▶ [Zadanie 1] Podaj, w ilu liniach rekordów występuje ciąg „while”. Wielkość liter ma znaczenie, a odpowiedzią ma być sama liczba.

▶ [Tekst źródłowy]
• • •

Sortuj wg daty: rosnąco malejąco |
![]() Daniel_3city Astra F Gdańsk | 2005-02-04 09:38:04 Witam klubowiczow i o rade pytam....
ostatni post pisalem dotyczący wydechu...to juz załatwione jutro jade zrobić a puki co.....jeżdze bez końcowego.....nawet fajny bas jest i nie zbyt głosny.....ale mam inny problem od wczoraj gdy skręcam w prawo przy prętkościach ponad 40...50 km/h cos mi pod spodem chaczy tylo ze jak patrze to nic mi nie wisi.....jak byłem w środe u faceta z wydechem aby sprawdził co i jak i podał cene usługi to obejrzałem sobie podwozie ale srodkowy trzyma się porzadnie, rury wydechu tez....czy to może być częśc zawieszenia....co do odgłosów...to raz dźwięk taki jak bym szorował środkowych a pinnym razem tak jak cosik przy tylnym lewym kole.....chodzi o to że samo szorowanie jeszcze jeszcze (choć wiem ze nie powinno) ale boje sie, ze cos urwe...jak to wydech jednak to do jutra będe uwazał ale jak to jest zawieszenie. Może którys z klubowiczów ma coś podobnego...lub wie co to może być abym jutro odrazu na kanale mógł to sprawdzić???? Z góry wilkie dzięki za każde info i rade. Pozdrawiam. |
![]() Daniel_3city Astra F Gdańsk | 2005-02-07 09:41:51 Hmmm i ciągle to samo.....w sobote zrobiłem wydech poprosiłem gościa aby sprawdził zamocowanie środkowego i tak tez zrobił, nie doszukał się jednak jakiś luzów. Ale cholera ...nadal przy skretach w prawo i przy przechyłach na lewa strone tak jak bym coś ciągnoł za soba jak by coś wisiało. Stuki tez dochodzą gdy podjeżadzam na krawęznik...i to powoli lub gdy jest duża nie równość powierzchni....czy może to być zawieszenie???? sprawdziłem kazdy amor...nic nie jest luźne, jak stoje samochodem wszystko jest w odpowiedniej odległości od nawierzchni....co to może być??? Ma ktoś pojęcie??? |
![]() szukal Opel Zafira warszawa | 2005-02-07 12:46:29 witam,
Może nie miałem identycznych objawów jak u Ciebie bo słyszałem dzwonienie i czasami stuki, zwłaszcza przy podjeżdżaniu pod krawężnik, ale może to coś innego. U mnie okazało się że sprężyna pękła ... pozdr |
![]() Daniel_3city Astra F Gdańsk | 2005-02-10 20:20:35 No i w końcu pojechałemz samochodem i z tymi haczeniem...tak wogłe odkryłem ze to nie z tyłu, lecz z przodu coś haczy.... najpierw podjechałem do Shel Service ale tam nie mili już miejsc więc zabrałem sie do NORAUTO przy Auchanie no i powiedziałem o co chodzi i odrazu zleciłem tez wymiane paska klinowego....aha przyokazji jak checie zmieniac żarówki to róbcie to sami bo ja głupi leń im tez dałem i za wymiane i nowe żarówki skasowali 50 zeta...ale wracjąc do sedna.....okazało się, że przyczyną chaczenia jest urwany łącznik stabilizatora z prawej strony...a jak wymiana prawego t i lewego....za samą czesc chcą 37 sztuka + wymiana 35 za strone + geometria po wymianie 75 zetarazem nieco ponad 200 zeta a i teraz najlepsze, do wymiany tez sa tuleje wahacza, ok to wiedziałem i znajmomy gadał mi ze to przyszcz...fakt komplet 30 zeta ale co mnie przeraziło to to że za sama ich wymiane chcą 90 zeta od sztuki!!!!! Fajny mi przyszcz....i tu proźba tak jak do łączników nic nie mam oki....może idrogo ale nie znam cen....tak 90 zeta za wymiane gumy zjednej strony....hmmm czy zna ktos zakład w trójmieście kto zrobi to taniej??????? Jesli tak to prosze o podanie takiego warsztatu.

• • •

▶ [Rekordy wejściowe]
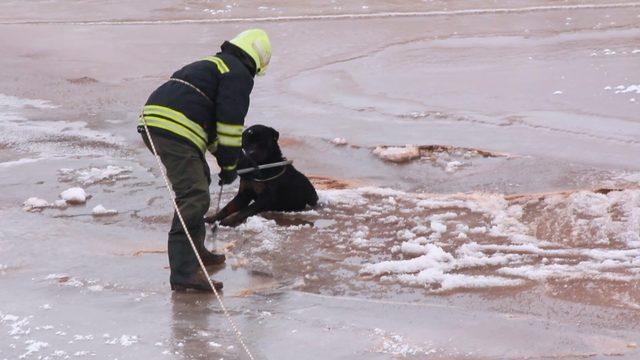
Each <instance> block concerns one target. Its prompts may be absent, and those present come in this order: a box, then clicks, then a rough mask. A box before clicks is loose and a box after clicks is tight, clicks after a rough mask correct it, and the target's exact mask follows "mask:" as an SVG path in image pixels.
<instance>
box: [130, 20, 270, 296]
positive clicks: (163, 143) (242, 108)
mask: <svg viewBox="0 0 640 360" xmlns="http://www.w3.org/2000/svg"><path fill="white" fill-rule="evenodd" d="M270 58H271V43H270V40H269V37H268V35H267V33H266V32H265V31H263V30H260V29H250V30H246V31H243V32H242V33H240V34H238V35H237V36H236V37H235V38H233V39H232V40H230V41H225V42H224V43H223V44H222V46H221V51H220V52H218V53H217V54H215V55H213V56H207V57H205V58H203V59H202V60H199V61H196V62H193V63H191V64H189V65H186V66H185V67H183V68H182V69H180V70H178V71H176V72H175V73H174V74H173V75H172V76H171V78H170V79H169V80H168V81H167V82H165V83H164V84H162V85H161V86H160V87H159V88H158V89H156V90H155V91H154V92H153V93H152V94H151V95H150V96H149V99H148V100H147V103H146V105H145V106H144V108H143V113H142V115H141V118H140V124H139V125H138V132H139V133H141V135H142V139H143V141H144V142H145V145H146V146H147V148H149V149H151V147H150V144H149V141H148V138H147V135H146V132H145V129H144V125H143V123H146V124H147V127H148V129H149V132H150V134H151V139H152V140H153V142H154V145H155V147H156V150H157V152H158V155H159V156H160V160H161V161H162V163H163V164H164V166H165V168H166V172H167V177H168V178H169V180H170V182H171V185H172V187H173V191H174V193H175V195H176V202H177V204H178V208H179V209H180V213H181V214H182V217H183V219H184V221H185V223H186V225H187V228H188V230H189V233H190V234H191V237H192V239H193V240H194V242H195V246H196V248H197V249H198V253H199V254H200V256H201V258H202V260H203V262H204V264H205V265H217V264H222V263H224V261H225V256H224V255H223V254H214V253H211V252H209V251H208V250H207V249H206V248H205V246H204V239H205V235H206V228H205V224H204V215H205V214H206V212H207V210H208V209H209V203H210V196H209V185H210V184H211V176H210V171H209V166H208V165H207V161H206V160H205V153H206V152H207V151H209V152H211V153H212V154H213V155H214V156H215V158H216V160H217V163H218V166H219V167H220V169H221V170H220V173H219V174H218V177H219V179H218V184H219V185H226V184H231V183H232V182H233V181H234V180H235V179H236V177H237V173H236V164H237V161H238V157H239V155H240V153H241V145H242V144H241V139H242V131H243V129H244V118H245V116H246V114H247V110H248V108H249V95H250V93H251V90H252V88H253V79H254V76H255V75H256V74H257V75H263V74H264V73H265V71H266V69H267V66H268V65H269V60H270ZM168 253H169V265H170V268H171V276H170V283H171V289H172V290H187V289H195V290H201V291H211V288H210V286H209V283H208V280H207V278H206V276H205V275H204V274H203V272H202V271H199V264H198V261H197V259H196V256H195V253H194V252H193V250H192V248H191V245H190V244H189V240H188V238H187V236H186V234H185V232H184V229H183V227H182V224H181V223H180V220H179V219H178V217H177V215H176V214H174V216H173V222H172V225H171V230H170V231H169V241H168ZM213 283H214V286H215V287H216V289H221V288H222V283H221V282H217V281H213Z"/></svg>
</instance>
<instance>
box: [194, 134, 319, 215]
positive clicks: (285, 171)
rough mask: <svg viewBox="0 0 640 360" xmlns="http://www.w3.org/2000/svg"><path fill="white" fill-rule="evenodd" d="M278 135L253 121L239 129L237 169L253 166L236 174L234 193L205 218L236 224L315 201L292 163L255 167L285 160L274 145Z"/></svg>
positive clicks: (311, 194)
mask: <svg viewBox="0 0 640 360" xmlns="http://www.w3.org/2000/svg"><path fill="white" fill-rule="evenodd" d="M279 136H280V134H279V133H278V132H277V131H276V130H275V129H273V128H270V127H268V126H264V125H253V126H251V127H249V128H247V129H246V130H245V131H244V132H243V133H242V150H243V152H244V154H243V155H242V157H241V158H240V161H239V162H238V169H247V168H256V169H255V170H253V171H251V172H249V173H246V174H241V175H240V188H239V189H238V194H237V195H236V196H235V197H234V198H233V200H231V201H230V202H229V203H228V204H227V205H226V206H225V207H224V208H223V209H222V210H220V212H218V213H217V214H215V215H214V216H212V217H208V218H206V219H205V221H206V222H208V223H213V222H215V221H220V225H224V226H237V225H240V224H241V223H243V222H244V221H245V220H246V219H247V218H248V217H250V216H253V215H256V214H258V213H260V212H263V211H301V210H304V209H305V208H306V207H307V205H310V206H315V205H316V204H317V203H318V194H317V193H316V190H315V188H314V187H313V185H311V182H310V181H309V179H308V178H307V177H306V176H304V175H303V174H302V173H300V172H299V171H298V170H296V169H295V168H294V167H293V165H290V164H289V165H283V166H278V167H275V168H270V169H260V170H259V169H257V166H258V165H263V164H272V163H277V162H282V161H285V160H286V159H285V158H284V157H282V152H281V151H280V146H278V138H279ZM252 201H253V202H252Z"/></svg>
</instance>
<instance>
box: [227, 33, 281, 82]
mask: <svg viewBox="0 0 640 360" xmlns="http://www.w3.org/2000/svg"><path fill="white" fill-rule="evenodd" d="M229 42H230V43H232V44H234V45H235V46H237V47H239V48H240V49H242V50H243V51H244V52H246V53H247V54H249V56H251V58H252V59H253V61H254V62H255V63H256V73H257V74H258V75H264V73H265V71H266V69H267V66H269V61H270V60H271V41H269V36H268V35H267V33H266V32H265V31H264V30H262V29H249V30H245V31H243V32H241V33H240V34H238V35H237V36H236V37H235V38H233V39H232V40H230V41H229Z"/></svg>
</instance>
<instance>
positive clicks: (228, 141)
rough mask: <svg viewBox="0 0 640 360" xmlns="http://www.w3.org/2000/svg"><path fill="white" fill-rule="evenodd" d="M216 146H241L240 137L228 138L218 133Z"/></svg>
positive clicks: (226, 135)
mask: <svg viewBox="0 0 640 360" xmlns="http://www.w3.org/2000/svg"><path fill="white" fill-rule="evenodd" d="M218 144H220V145H222V146H233V147H241V146H242V136H229V135H224V134H220V133H218Z"/></svg>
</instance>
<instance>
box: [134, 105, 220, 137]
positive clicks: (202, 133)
mask: <svg viewBox="0 0 640 360" xmlns="http://www.w3.org/2000/svg"><path fill="white" fill-rule="evenodd" d="M142 114H143V115H144V116H154V117H156V118H166V119H167V120H171V121H173V122H175V123H177V124H179V125H182V126H183V127H185V128H186V129H187V130H189V131H191V132H192V133H193V134H194V135H196V136H197V137H199V138H200V139H201V140H202V141H203V142H204V143H205V144H206V143H208V142H209V141H208V135H207V132H206V131H204V129H203V128H202V126H200V125H198V124H197V123H196V122H193V121H191V120H190V119H189V118H188V117H186V116H184V114H183V113H181V112H179V111H176V110H173V109H170V108H168V107H165V106H160V105H145V107H144V108H143V110H142Z"/></svg>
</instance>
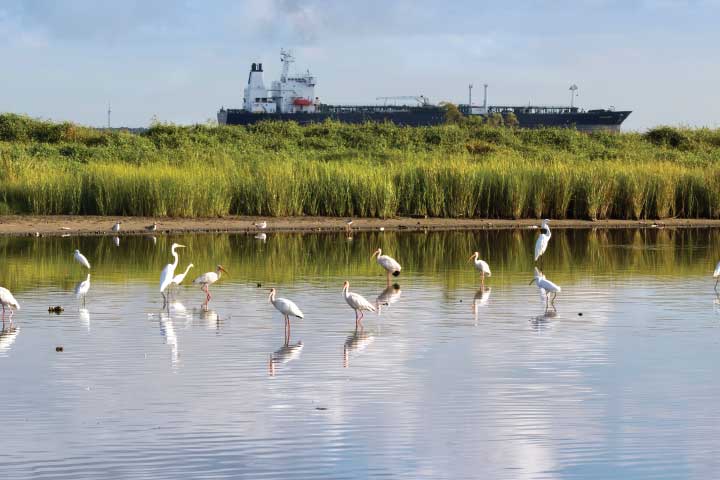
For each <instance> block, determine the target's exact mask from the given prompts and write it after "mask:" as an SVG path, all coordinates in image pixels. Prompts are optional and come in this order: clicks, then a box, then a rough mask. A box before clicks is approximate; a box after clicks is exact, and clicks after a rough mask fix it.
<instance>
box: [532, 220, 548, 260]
mask: <svg viewBox="0 0 720 480" xmlns="http://www.w3.org/2000/svg"><path fill="white" fill-rule="evenodd" d="M549 222H550V220H548V219H545V220H543V223H542V225H541V226H540V235H539V236H538V239H537V240H536V241H535V261H536V262H537V261H538V258H540V257H541V256H542V254H543V253H545V250H547V244H548V243H549V242H550V237H551V236H552V233H551V232H550V227H549V226H548V223H549Z"/></svg>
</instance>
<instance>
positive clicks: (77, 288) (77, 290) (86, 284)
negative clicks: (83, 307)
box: [75, 273, 90, 306]
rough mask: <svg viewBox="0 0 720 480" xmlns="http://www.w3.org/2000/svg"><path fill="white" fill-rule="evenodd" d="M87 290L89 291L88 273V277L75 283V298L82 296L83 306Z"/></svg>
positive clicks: (86, 294) (88, 276)
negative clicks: (82, 280) (81, 281)
mask: <svg viewBox="0 0 720 480" xmlns="http://www.w3.org/2000/svg"><path fill="white" fill-rule="evenodd" d="M89 291H90V274H89V273H88V278H86V279H85V280H83V281H82V282H80V283H78V284H77V285H75V296H76V297H77V298H80V297H82V299H83V306H84V305H85V295H87V292H89Z"/></svg>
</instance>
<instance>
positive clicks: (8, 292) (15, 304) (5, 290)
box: [0, 287, 20, 319]
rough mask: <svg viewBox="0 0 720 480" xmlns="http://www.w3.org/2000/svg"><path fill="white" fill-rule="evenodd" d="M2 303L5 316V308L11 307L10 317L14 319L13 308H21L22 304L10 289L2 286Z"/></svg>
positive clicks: (19, 309) (1, 296)
mask: <svg viewBox="0 0 720 480" xmlns="http://www.w3.org/2000/svg"><path fill="white" fill-rule="evenodd" d="M0 305H2V307H3V318H4V317H5V308H6V307H7V308H9V309H10V319H12V315H13V309H15V310H20V304H19V303H18V302H17V300H15V297H13V296H12V293H10V290H8V289H7V288H3V287H0Z"/></svg>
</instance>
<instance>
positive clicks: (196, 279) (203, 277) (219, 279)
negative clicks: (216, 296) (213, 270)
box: [193, 265, 230, 303]
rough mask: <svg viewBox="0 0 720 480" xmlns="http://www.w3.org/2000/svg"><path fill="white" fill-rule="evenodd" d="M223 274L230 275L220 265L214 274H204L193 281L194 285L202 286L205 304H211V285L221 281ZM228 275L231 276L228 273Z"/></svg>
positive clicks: (228, 273)
mask: <svg viewBox="0 0 720 480" xmlns="http://www.w3.org/2000/svg"><path fill="white" fill-rule="evenodd" d="M222 272H225V273H228V272H227V270H225V269H224V268H223V266H222V265H218V266H217V268H216V269H215V271H214V272H207V273H203V274H202V275H200V276H199V277H198V278H196V279H195V280H193V283H194V284H195V285H200V289H201V290H202V291H203V292H205V303H207V302H209V301H210V299H211V298H212V295H210V285H212V284H213V283H215V282H217V281H218V280H220V275H222ZM228 275H230V274H229V273H228Z"/></svg>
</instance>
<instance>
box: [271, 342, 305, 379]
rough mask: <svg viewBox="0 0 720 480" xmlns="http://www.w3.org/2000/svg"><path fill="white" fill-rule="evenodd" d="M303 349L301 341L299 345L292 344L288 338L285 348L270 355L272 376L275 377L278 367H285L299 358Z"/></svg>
mask: <svg viewBox="0 0 720 480" xmlns="http://www.w3.org/2000/svg"><path fill="white" fill-rule="evenodd" d="M302 349H303V344H302V342H301V341H298V342H297V343H290V341H289V339H288V338H287V337H286V341H285V343H284V344H283V346H282V347H281V348H279V349H277V350H275V351H274V352H273V353H272V354H271V355H270V364H269V365H268V369H269V372H270V376H271V377H274V376H275V373H277V367H278V366H280V365H285V364H286V363H288V362H290V361H292V360H295V359H297V358H299V357H300V353H301V352H302Z"/></svg>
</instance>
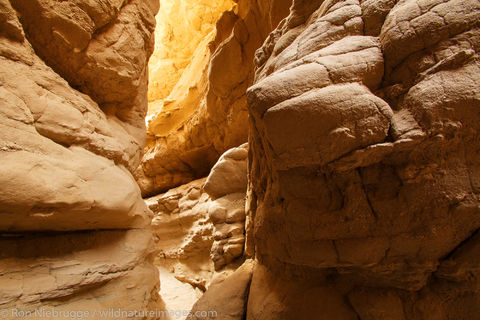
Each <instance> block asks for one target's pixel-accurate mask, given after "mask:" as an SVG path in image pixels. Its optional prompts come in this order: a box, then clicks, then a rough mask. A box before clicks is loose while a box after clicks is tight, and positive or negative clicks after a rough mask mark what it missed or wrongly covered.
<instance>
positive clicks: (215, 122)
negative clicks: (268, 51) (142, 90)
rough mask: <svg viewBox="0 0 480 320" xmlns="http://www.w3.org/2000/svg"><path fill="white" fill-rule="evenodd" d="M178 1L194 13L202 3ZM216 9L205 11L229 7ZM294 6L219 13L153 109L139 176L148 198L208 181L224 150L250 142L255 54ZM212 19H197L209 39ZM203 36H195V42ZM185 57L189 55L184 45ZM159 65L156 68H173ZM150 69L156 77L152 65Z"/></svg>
mask: <svg viewBox="0 0 480 320" xmlns="http://www.w3.org/2000/svg"><path fill="white" fill-rule="evenodd" d="M180 2H181V3H184V2H185V3H191V7H192V8H193V10H198V9H196V8H197V6H201V5H202V4H203V3H204V1H199V0H196V1H191V0H190V1H185V0H184V1H180ZM215 3H216V7H214V5H213V4H209V5H207V6H206V7H205V8H204V10H207V11H208V12H210V13H212V12H213V13H215V14H218V11H217V10H219V9H222V10H225V8H227V7H228V6H227V4H228V3H229V4H231V1H215ZM179 6H180V4H179ZM289 6H290V1H284V0H283V1H281V0H275V1H265V2H264V1H262V2H261V3H258V2H257V1H250V0H247V1H238V3H237V4H236V5H235V6H234V7H233V8H232V9H231V10H227V11H224V12H223V13H222V14H221V16H220V18H219V20H218V22H217V23H216V27H215V30H213V32H211V33H208V34H206V35H205V36H204V38H202V42H200V45H199V46H198V47H197V49H196V51H195V52H194V54H193V57H191V58H190V59H191V60H189V61H190V64H189V65H188V66H186V67H185V69H180V70H183V72H182V73H181V76H180V78H179V80H178V82H177V83H176V84H175V86H174V87H173V89H172V90H171V91H170V93H169V95H168V97H165V99H162V100H160V101H158V100H157V101H152V102H151V103H150V108H151V109H152V110H155V113H154V114H152V115H151V116H149V120H148V122H149V125H148V139H147V147H146V151H145V156H144V158H143V161H142V166H141V167H140V168H139V170H138V171H137V173H136V177H137V181H138V182H139V184H140V187H141V189H142V193H143V194H144V196H152V195H155V194H158V193H161V192H166V191H167V190H168V189H170V188H173V187H177V186H180V185H182V184H185V183H188V182H190V181H192V180H195V179H199V178H203V177H206V176H207V175H208V173H209V171H210V169H211V168H212V166H213V165H214V164H215V163H216V161H217V160H218V158H219V156H220V155H221V154H222V153H223V152H225V151H226V150H228V149H230V148H233V147H236V146H238V145H240V144H242V143H245V142H246V141H247V135H248V122H247V117H248V112H247V108H246V96H245V92H246V89H247V88H248V86H249V85H251V84H252V82H253V58H254V53H255V50H256V49H257V48H258V47H260V46H261V43H262V42H263V40H264V39H265V38H266V37H267V35H268V34H269V32H270V31H271V30H273V29H274V28H275V27H276V26H277V24H278V22H279V21H280V20H281V19H282V18H284V17H285V16H287V14H288V8H289ZM210 18H211V16H210V14H207V15H205V16H203V15H202V17H201V18H198V19H206V20H207V22H206V28H205V29H206V30H204V32H205V33H206V32H207V31H209V30H210V27H209V26H210V23H211V20H209V19H210ZM167 24H168V23H167ZM182 28H183V27H179V29H180V30H182ZM192 29H194V28H192ZM205 33H201V32H194V34H196V35H194V36H192V39H198V35H199V34H205ZM170 40H171V41H172V44H169V45H167V47H170V46H172V47H175V45H177V43H178V41H180V40H176V38H175V37H174V35H173V36H172V37H171V38H170ZM192 41H194V42H195V41H198V40H192ZM160 50H161V48H160ZM186 51H187V52H191V51H192V50H190V49H188V47H187V49H186ZM170 54H172V53H170ZM162 61H163V60H162ZM162 61H158V62H157V64H159V65H160V66H162V64H163V63H167V64H168V63H169V62H168V59H167V62H162ZM151 69H152V71H153V72H156V71H155V70H156V67H155V66H152V68H151ZM161 70H164V69H162V68H160V71H161ZM152 77H154V80H153V82H152V83H153V85H154V86H155V83H156V82H155V81H158V82H160V81H163V80H162V79H163V78H165V76H164V75H163V73H162V74H159V75H158V76H155V75H152ZM176 77H178V75H177V76H176ZM157 79H158V80H157ZM166 79H170V78H169V77H167V78H166ZM175 79H176V78H175ZM172 80H173V79H172ZM169 81H170V80H169ZM155 90H156V88H155V87H154V88H152V91H153V92H155ZM159 96H161V97H164V93H163V94H162V95H159ZM157 97H158V96H157ZM152 99H153V97H152Z"/></svg>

• • •

▶ [Zadanie 2] Przekształć akapit tekstu źródłowego zaczynający się od słów „Może nie miałem identycznych objawów” w krótką listę, zachowując jego najważniejsze fakty.

▶ [Rozwiązanie pisemne 1] 1

▶ [Rozwiązanie pisemne 2]
- Objawy: dzwonienie i czasami stuki, zwłaszcza przy podjeżdżaniu pod krawężnik.
- Przyczyna: pęknięta sprężyna.
- Zastrzeżenie: objawy mogły nie być identyczne, więc w drugim aucie może chodzić o coś innego.